/---

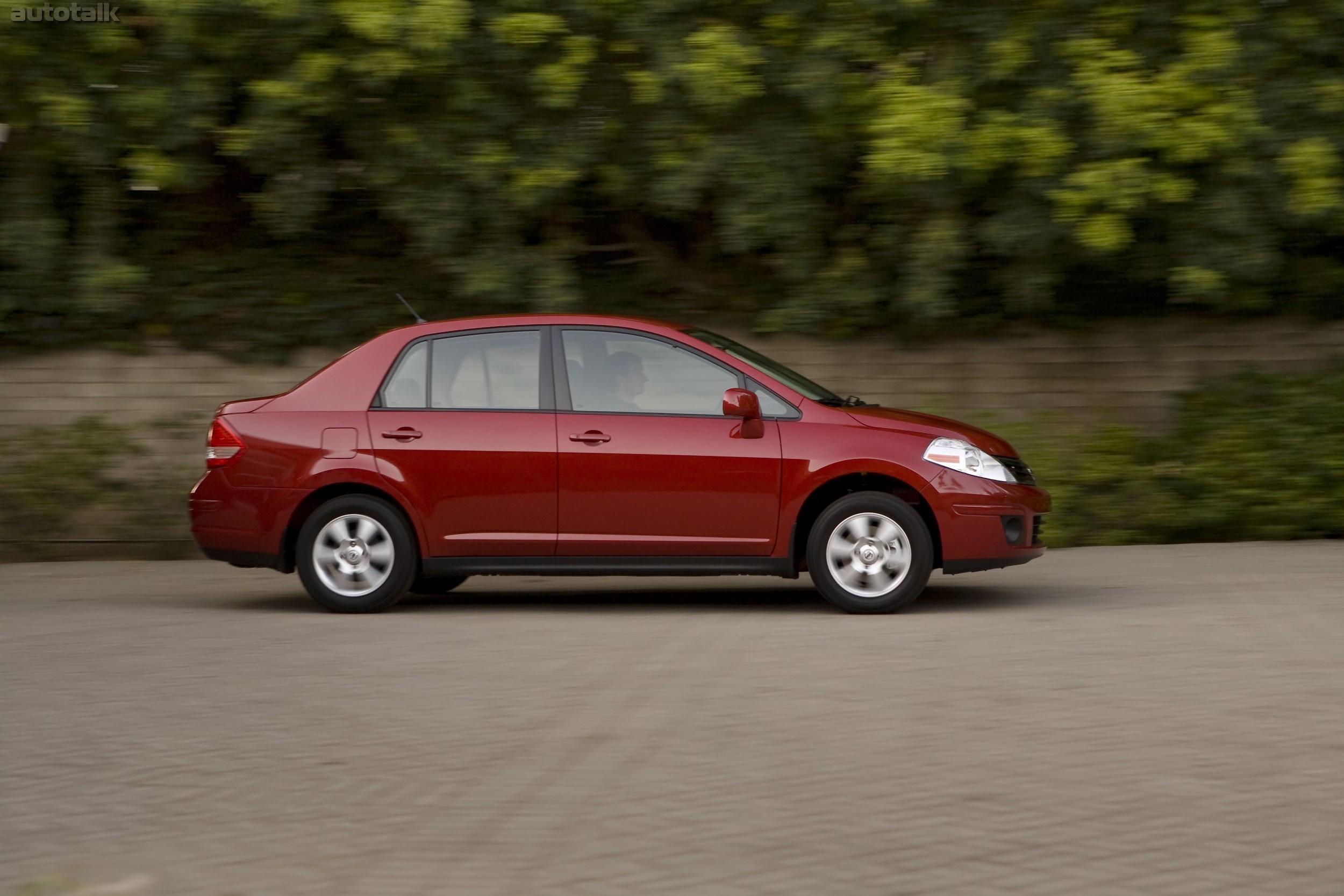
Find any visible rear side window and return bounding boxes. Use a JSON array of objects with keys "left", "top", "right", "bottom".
[
  {"left": 383, "top": 342, "right": 429, "bottom": 407},
  {"left": 429, "top": 331, "right": 542, "bottom": 411}
]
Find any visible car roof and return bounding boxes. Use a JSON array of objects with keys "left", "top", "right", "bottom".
[{"left": 389, "top": 312, "right": 690, "bottom": 333}]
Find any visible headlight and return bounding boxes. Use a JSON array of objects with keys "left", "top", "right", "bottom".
[{"left": 925, "top": 439, "right": 1018, "bottom": 482}]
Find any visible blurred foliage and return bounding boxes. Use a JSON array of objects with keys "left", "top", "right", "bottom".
[
  {"left": 0, "top": 417, "right": 202, "bottom": 559},
  {"left": 996, "top": 365, "right": 1344, "bottom": 547},
  {"left": 0, "top": 0, "right": 1344, "bottom": 357}
]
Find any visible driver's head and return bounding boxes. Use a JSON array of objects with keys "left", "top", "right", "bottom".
[{"left": 606, "top": 352, "right": 649, "bottom": 402}]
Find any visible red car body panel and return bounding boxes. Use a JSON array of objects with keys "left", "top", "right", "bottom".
[
  {"left": 559, "top": 412, "right": 780, "bottom": 556},
  {"left": 368, "top": 408, "right": 556, "bottom": 557},
  {"left": 190, "top": 314, "right": 1050, "bottom": 571}
]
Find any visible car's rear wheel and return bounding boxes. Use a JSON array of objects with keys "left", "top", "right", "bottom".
[
  {"left": 808, "top": 492, "right": 933, "bottom": 613},
  {"left": 295, "top": 494, "right": 419, "bottom": 613},
  {"left": 411, "top": 575, "right": 467, "bottom": 597}
]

\---

- What the task requires
Reproduce every line from the one containing "Find any visible blurred" through the final line of the items, both ends inclusive, keeping each request as it stands. In the answers, shift every bounding-box coordinate up by 40.

- Finished task
Find any visible blurred foliage and return bounding boxes. Use a JSON array of objects with keys "left", "top", "right", "bottom".
[
  {"left": 40, "top": 457, "right": 242, "bottom": 599},
  {"left": 1036, "top": 405, "right": 1384, "bottom": 587},
  {"left": 40, "top": 40, "right": 1384, "bottom": 397}
]
Find any visible driver's head and return bounding boxes. Use a JSON array of objects with keys "left", "top", "right", "bottom".
[{"left": 646, "top": 392, "right": 689, "bottom": 442}]
Find any visible red car body panel and return bounding boxes. Use a JSON array of objects with keys "left", "top", "right", "bottom".
[
  {"left": 599, "top": 452, "right": 820, "bottom": 596},
  {"left": 408, "top": 448, "right": 596, "bottom": 597},
  {"left": 230, "top": 354, "right": 1090, "bottom": 611}
]
Find any visible car's rear wheel and return bounding boxes. Use a JSON array of objects with keys "left", "top", "right", "bottom".
[
  {"left": 848, "top": 532, "right": 973, "bottom": 653},
  {"left": 335, "top": 534, "right": 459, "bottom": 653},
  {"left": 451, "top": 615, "right": 507, "bottom": 637}
]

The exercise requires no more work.